■ Excerpt from a dataset

════════════════════

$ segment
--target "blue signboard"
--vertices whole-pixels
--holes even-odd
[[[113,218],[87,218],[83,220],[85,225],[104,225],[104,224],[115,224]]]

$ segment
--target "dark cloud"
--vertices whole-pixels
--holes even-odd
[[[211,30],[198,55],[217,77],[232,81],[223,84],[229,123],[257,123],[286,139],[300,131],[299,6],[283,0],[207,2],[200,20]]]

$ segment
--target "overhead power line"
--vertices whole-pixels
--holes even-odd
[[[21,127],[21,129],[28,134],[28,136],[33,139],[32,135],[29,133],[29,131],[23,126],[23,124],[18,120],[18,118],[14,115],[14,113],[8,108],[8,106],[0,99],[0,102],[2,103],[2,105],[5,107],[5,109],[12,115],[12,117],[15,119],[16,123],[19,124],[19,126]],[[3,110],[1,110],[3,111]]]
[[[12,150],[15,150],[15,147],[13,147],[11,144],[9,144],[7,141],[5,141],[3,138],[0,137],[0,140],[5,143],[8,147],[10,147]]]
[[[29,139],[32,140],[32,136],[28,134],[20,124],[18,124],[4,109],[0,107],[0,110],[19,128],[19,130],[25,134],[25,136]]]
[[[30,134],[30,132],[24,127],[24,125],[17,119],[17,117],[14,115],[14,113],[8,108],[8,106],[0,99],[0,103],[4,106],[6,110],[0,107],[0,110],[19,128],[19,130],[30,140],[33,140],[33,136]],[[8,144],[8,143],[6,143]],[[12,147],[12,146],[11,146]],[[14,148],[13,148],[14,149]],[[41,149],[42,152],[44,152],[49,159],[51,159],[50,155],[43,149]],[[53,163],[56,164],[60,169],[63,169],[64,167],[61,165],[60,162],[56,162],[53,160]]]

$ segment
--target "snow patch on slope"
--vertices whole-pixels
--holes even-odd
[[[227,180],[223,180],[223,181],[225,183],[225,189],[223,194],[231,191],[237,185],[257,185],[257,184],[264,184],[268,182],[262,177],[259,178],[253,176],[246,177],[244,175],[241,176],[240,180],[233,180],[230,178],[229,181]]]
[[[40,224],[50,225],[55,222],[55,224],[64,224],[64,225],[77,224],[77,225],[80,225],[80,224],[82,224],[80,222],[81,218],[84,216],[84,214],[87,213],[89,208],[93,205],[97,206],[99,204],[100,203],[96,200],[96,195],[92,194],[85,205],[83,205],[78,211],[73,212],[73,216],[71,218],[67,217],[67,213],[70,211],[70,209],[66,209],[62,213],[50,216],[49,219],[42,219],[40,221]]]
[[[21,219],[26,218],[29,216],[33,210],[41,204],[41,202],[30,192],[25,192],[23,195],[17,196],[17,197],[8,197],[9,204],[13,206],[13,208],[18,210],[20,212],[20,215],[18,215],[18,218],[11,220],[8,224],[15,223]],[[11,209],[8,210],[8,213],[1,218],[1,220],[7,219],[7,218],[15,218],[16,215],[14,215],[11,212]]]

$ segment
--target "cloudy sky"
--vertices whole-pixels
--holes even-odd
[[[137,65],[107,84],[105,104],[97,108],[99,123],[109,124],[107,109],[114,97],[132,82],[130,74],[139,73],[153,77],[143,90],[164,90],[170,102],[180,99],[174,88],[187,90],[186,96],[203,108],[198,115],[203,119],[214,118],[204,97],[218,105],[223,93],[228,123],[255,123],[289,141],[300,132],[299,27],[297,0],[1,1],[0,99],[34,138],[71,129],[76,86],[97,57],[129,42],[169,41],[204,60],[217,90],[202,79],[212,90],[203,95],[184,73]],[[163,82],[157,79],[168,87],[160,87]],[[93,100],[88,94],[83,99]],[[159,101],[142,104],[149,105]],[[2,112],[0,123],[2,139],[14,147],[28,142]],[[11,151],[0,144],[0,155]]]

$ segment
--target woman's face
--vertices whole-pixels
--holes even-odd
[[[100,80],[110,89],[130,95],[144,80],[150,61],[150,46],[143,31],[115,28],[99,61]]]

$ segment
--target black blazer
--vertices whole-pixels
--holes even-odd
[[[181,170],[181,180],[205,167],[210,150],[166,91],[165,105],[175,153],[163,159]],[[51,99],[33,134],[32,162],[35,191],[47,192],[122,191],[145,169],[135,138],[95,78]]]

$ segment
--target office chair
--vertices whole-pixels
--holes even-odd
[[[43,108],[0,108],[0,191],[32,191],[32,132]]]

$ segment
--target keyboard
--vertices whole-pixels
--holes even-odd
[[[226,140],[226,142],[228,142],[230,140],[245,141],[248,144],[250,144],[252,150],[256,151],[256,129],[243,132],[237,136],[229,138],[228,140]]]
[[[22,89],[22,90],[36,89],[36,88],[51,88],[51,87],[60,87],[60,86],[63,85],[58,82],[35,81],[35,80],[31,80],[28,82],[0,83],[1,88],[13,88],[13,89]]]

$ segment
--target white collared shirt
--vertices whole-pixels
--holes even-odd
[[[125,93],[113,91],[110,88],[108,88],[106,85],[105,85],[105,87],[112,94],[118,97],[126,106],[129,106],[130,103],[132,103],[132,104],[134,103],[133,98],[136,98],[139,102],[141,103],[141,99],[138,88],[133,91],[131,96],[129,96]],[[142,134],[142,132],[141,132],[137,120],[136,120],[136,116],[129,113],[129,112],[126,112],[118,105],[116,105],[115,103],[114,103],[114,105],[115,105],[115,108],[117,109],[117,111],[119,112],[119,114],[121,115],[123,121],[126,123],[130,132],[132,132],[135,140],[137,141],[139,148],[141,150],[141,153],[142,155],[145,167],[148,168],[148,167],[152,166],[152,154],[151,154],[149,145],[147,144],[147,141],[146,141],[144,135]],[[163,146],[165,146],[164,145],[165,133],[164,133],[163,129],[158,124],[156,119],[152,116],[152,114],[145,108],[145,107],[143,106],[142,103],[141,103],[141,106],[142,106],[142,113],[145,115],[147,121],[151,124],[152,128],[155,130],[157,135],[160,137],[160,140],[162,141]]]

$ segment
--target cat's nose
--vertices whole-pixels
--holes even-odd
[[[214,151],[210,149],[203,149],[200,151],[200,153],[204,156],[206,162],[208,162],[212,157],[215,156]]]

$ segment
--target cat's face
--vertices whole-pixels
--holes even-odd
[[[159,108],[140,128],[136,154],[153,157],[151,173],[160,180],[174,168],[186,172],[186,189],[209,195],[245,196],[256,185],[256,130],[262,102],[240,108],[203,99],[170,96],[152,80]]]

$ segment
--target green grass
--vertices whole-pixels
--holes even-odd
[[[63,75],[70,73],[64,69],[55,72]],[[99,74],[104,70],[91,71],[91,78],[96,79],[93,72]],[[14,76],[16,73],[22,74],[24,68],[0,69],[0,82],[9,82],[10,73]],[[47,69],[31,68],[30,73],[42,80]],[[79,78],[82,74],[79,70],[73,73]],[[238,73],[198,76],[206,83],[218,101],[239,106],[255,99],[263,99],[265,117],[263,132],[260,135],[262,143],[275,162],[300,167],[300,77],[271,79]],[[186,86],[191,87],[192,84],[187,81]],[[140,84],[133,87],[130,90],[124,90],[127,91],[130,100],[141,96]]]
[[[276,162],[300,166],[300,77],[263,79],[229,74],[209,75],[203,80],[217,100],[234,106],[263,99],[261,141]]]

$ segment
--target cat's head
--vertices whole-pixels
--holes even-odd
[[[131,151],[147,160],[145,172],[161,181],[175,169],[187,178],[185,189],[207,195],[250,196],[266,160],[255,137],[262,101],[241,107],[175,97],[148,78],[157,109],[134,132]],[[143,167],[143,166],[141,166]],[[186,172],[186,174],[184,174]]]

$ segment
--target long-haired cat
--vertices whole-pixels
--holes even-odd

════════════════════

■ Exercise
Reproduce the data in its entirety, matching each character.

■ Solution
$ segment
--target "blue signboard"
--vertices whole-pixels
--holes even-odd
[[[113,218],[87,218],[83,220],[85,225],[104,225],[104,224],[115,224]]]

$ segment
--target "dark cloud"
--vertices whole-pixels
--holes even-odd
[[[211,30],[198,55],[217,77],[232,81],[223,84],[229,123],[257,123],[286,139],[300,131],[299,6],[283,0],[207,2],[200,20]]]

$ segment
--target "overhead power line"
--vertices whole-pixels
--holes even-odd
[[[21,127],[21,129],[28,134],[28,136],[33,139],[32,135],[29,133],[29,131],[23,126],[23,124],[18,120],[18,118],[14,115],[14,113],[8,108],[8,106],[0,99],[0,102],[2,103],[2,105],[5,107],[5,109],[12,115],[12,117],[15,119],[16,123],[19,124],[19,126]],[[3,110],[1,110],[3,111]]]
[[[12,150],[15,150],[15,147],[13,147],[11,144],[9,144],[7,141],[5,141],[3,138],[0,137],[0,140],[5,143],[8,147],[10,147]]]
[[[29,139],[32,140],[32,136],[28,134],[20,124],[18,124],[4,109],[0,107],[0,110],[19,128],[19,130],[25,134],[25,136]]]
[[[30,134],[30,132],[24,127],[24,125],[17,119],[17,117],[14,115],[14,113],[8,108],[8,106],[0,99],[0,103],[4,106],[6,110],[0,107],[0,110],[19,128],[19,130],[30,140],[33,140],[33,136]],[[8,144],[8,143],[6,143]],[[12,147],[12,146],[11,146]],[[14,148],[13,148],[14,149]],[[41,149],[42,152],[44,152],[49,159],[51,159],[50,155],[43,149]],[[53,163],[56,164],[60,169],[63,169],[64,167],[61,165],[60,162],[56,162],[53,160]]]

$ segment
--target "snow patch on slope"
--vertices whole-pixels
--holes even-odd
[[[227,180],[223,180],[223,181],[225,183],[225,189],[223,194],[231,191],[237,185],[257,185],[257,184],[264,184],[268,182],[262,177],[259,178],[253,176],[246,177],[244,175],[241,176],[240,180],[233,180],[230,178],[229,181]]]
[[[40,224],[50,225],[55,222],[55,224],[64,224],[64,225],[77,224],[77,225],[80,225],[80,224],[82,224],[80,222],[81,218],[84,216],[84,214],[87,213],[89,208],[93,205],[97,206],[99,204],[100,203],[96,200],[96,195],[92,194],[85,205],[83,205],[78,211],[73,212],[73,216],[71,218],[67,217],[67,213],[70,211],[70,209],[66,209],[62,213],[50,216],[49,219],[42,219],[40,221]]]
[[[21,219],[26,218],[29,216],[33,210],[41,204],[41,202],[30,192],[25,192],[23,195],[17,196],[17,197],[8,197],[9,204],[13,206],[13,208],[18,210],[20,212],[20,215],[18,215],[18,218],[11,220],[8,224],[15,223]],[[11,209],[8,210],[8,213],[1,218],[1,220],[7,219],[7,218],[15,218],[16,215],[14,215],[11,212]]]

$ segment
--target "cloudy sky"
--vertices whole-pixels
--holes even-odd
[[[137,65],[107,84],[105,104],[97,108],[99,123],[109,124],[107,109],[114,97],[132,82],[130,74],[139,73],[153,77],[143,90],[164,90],[170,102],[180,99],[174,88],[187,90],[186,96],[203,108],[198,115],[203,119],[214,118],[204,97],[218,105],[223,93],[228,123],[255,123],[289,141],[300,132],[299,27],[297,0],[1,1],[0,99],[34,138],[71,129],[76,86],[97,57],[129,42],[169,41],[204,60],[217,90],[202,79],[212,90],[203,95],[184,73]],[[163,82],[157,79],[168,87],[160,87]],[[93,100],[88,94],[83,99]],[[159,101],[142,104],[149,105]],[[2,112],[0,123],[2,139],[14,147],[28,142]],[[11,151],[0,144],[0,155]]]

$ segment
--target woman's face
--vertices whole-pixels
--holes even-odd
[[[100,80],[110,89],[130,95],[144,80],[150,61],[150,46],[143,31],[115,28],[99,61]]]

$ segment
--target black blazer
--vertices whole-pixels
--holes even-odd
[[[181,170],[181,180],[205,167],[210,150],[166,91],[165,105],[175,153],[163,159]],[[51,99],[33,134],[32,162],[35,191],[47,192],[122,191],[145,169],[135,138],[95,78]]]

$ segment
--target office chair
--vertices whole-pixels
--holes even-odd
[[[43,108],[0,108],[0,191],[32,191],[32,132]]]

$ segment
--target keyboard
--vertices whole-pixels
--holes even-odd
[[[226,140],[226,142],[228,142],[230,140],[245,141],[248,144],[250,144],[252,150],[256,151],[256,129],[243,132],[237,136],[229,138],[228,140]]]
[[[22,89],[22,90],[36,89],[36,88],[51,88],[51,87],[60,87],[60,86],[63,85],[58,82],[35,81],[35,80],[31,80],[28,82],[0,83],[1,88],[13,88],[13,89]]]

$ segment
--target white collared shirt
--vertices whole-pixels
--holes even-odd
[[[125,93],[113,91],[110,88],[108,88],[106,85],[105,85],[105,87],[112,94],[118,97],[126,106],[129,106],[130,103],[132,103],[132,104],[134,103],[133,98],[136,98],[139,102],[141,103],[141,99],[138,88],[133,91],[131,96],[129,96]],[[142,134],[142,132],[141,132],[137,120],[136,120],[136,116],[129,113],[129,112],[126,112],[118,105],[116,105],[115,103],[114,103],[114,105],[115,105],[115,108],[117,109],[117,111],[119,112],[119,114],[121,115],[123,121],[126,123],[130,132],[132,132],[135,140],[137,141],[139,148],[141,150],[141,153],[142,155],[145,167],[148,168],[148,167],[152,166],[152,154],[151,154],[149,145],[147,144],[147,141],[146,141],[144,135]],[[163,146],[165,146],[164,145],[165,133],[164,133],[163,129],[158,124],[156,119],[152,116],[152,114],[145,108],[145,107],[143,106],[142,103],[141,103],[141,106],[142,106],[142,113],[145,115],[147,121],[151,124],[152,128],[155,130],[157,135],[160,137],[160,140],[162,141]]]

$ segment
--target cat's nose
--vertices whole-pixels
--holes even-odd
[[[214,151],[210,149],[203,149],[200,151],[200,153],[204,156],[206,162],[208,162],[212,157],[215,156]]]

$ segment
--target cat's face
--vertices whole-pixels
--holes even-odd
[[[159,108],[140,128],[136,154],[153,157],[151,173],[160,180],[174,168],[186,172],[186,189],[209,195],[245,196],[256,185],[256,130],[262,102],[240,108],[203,99],[170,96],[152,80]]]

$ segment
--target green grass
--vertices whole-pixels
--holes even-odd
[[[63,75],[70,73],[64,69],[55,72]],[[99,74],[104,70],[91,71],[91,78],[96,79],[93,72]],[[14,76],[16,73],[22,74],[24,68],[0,69],[0,82],[9,82],[10,73]],[[47,69],[31,68],[30,73],[42,80]],[[79,78],[82,74],[79,70],[73,73]],[[238,73],[198,76],[206,83],[218,101],[239,106],[255,99],[263,99],[265,117],[263,132],[260,135],[262,143],[275,162],[300,167],[300,77],[271,79]],[[186,86],[191,87],[192,84],[187,81]],[[140,84],[133,87],[130,90],[124,90],[127,91],[130,100],[141,96]]]
[[[276,162],[300,166],[300,77],[263,79],[229,74],[209,75],[203,80],[217,100],[234,106],[263,99],[261,141]]]

$ segment
--target cat's head
--vertices whole-pixels
--holes even-odd
[[[131,151],[147,160],[145,172],[161,181],[175,169],[187,178],[185,189],[207,195],[250,196],[266,160],[255,137],[262,101],[241,107],[175,97],[148,78],[157,109],[134,132]],[[143,167],[143,166],[141,166]],[[186,172],[186,174],[184,174]]]

$ segment
--target long-haired cat
--vertices whole-pixels
--holes even-odd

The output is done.